Given records

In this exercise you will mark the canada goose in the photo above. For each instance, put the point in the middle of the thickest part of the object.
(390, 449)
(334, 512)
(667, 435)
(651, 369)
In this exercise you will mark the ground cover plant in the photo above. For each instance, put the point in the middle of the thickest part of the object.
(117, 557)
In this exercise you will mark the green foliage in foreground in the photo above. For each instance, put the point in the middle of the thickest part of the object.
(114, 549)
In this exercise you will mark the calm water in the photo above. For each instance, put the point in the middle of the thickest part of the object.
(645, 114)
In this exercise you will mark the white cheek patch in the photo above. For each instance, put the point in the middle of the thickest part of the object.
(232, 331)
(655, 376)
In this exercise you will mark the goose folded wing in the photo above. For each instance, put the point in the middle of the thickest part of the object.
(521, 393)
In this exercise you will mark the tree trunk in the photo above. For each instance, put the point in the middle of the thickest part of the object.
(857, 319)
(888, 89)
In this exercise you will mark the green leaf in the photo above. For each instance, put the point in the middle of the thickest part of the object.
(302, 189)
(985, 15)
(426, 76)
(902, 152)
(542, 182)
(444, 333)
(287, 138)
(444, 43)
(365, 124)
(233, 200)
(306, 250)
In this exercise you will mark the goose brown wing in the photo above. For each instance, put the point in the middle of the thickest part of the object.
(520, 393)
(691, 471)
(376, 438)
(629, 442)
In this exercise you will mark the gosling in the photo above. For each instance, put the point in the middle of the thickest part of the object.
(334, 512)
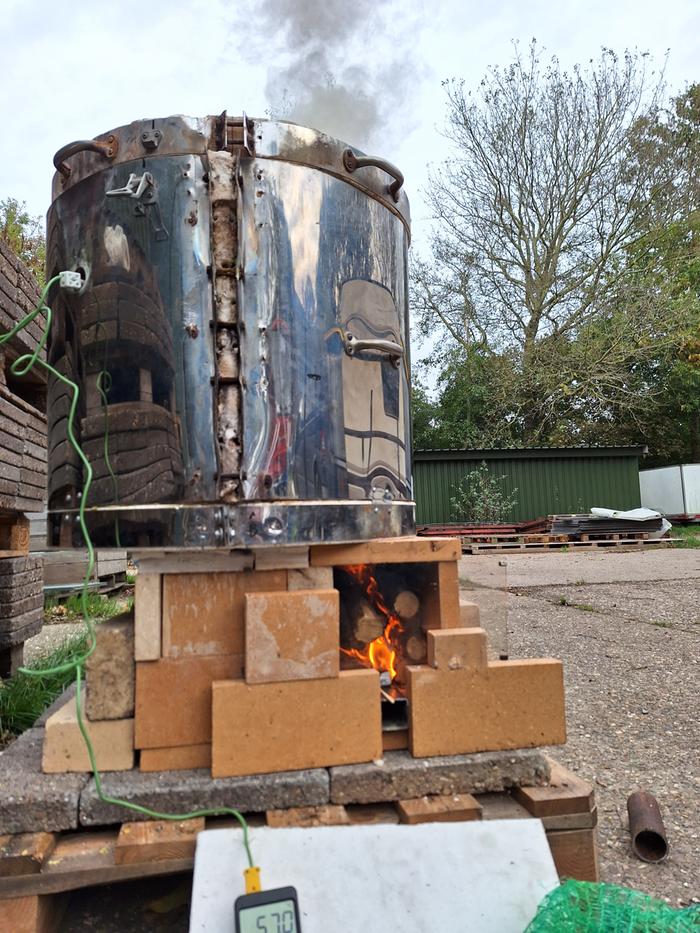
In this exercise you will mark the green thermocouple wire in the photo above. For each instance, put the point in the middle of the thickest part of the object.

Exercise
Rescale the rows starting with the row containing "In this exercise you will mark the goose folded" and going on through the end of the rows, both included. Write them all out again, requests included, with each point coordinate in the answers multiplied by 0.95 and rounded to a whole number (halves round up), and give only these rows, leaving the pictures out.

Solution below
In this exercise you will mark the goose folded wing in the photo above. For each instance, put the point in the middle of the thickest part of the object.
(495, 373)
In this exercise you will mark the tree trunk in the photo above. For each instance, put the point in the middle of the thickest part of the object.
(814, 303)
(844, 85)
In this exercise you will mark the green leaf in the photo above. For each instance, put the point in the middle of the thickest part of the object.
(287, 180)
(936, 14)
(405, 72)
(857, 144)
(515, 173)
(422, 316)
(273, 131)
(422, 41)
(347, 118)
(221, 190)
(291, 238)
In this exercise you will mark the goose brown wing in the photo above. For each instance, put the point in the middle of the thickest part of the object.
(494, 373)
(656, 447)
(357, 416)
(598, 420)
In this exercise you will mark the gosling in the photo above. For each instance, put the point in the middle of the thickest part of the object.
(317, 486)
In this exercise you will mark the green thermocouple wire in the photo above. For each instance, put the point in the middle of the thickest part of the object.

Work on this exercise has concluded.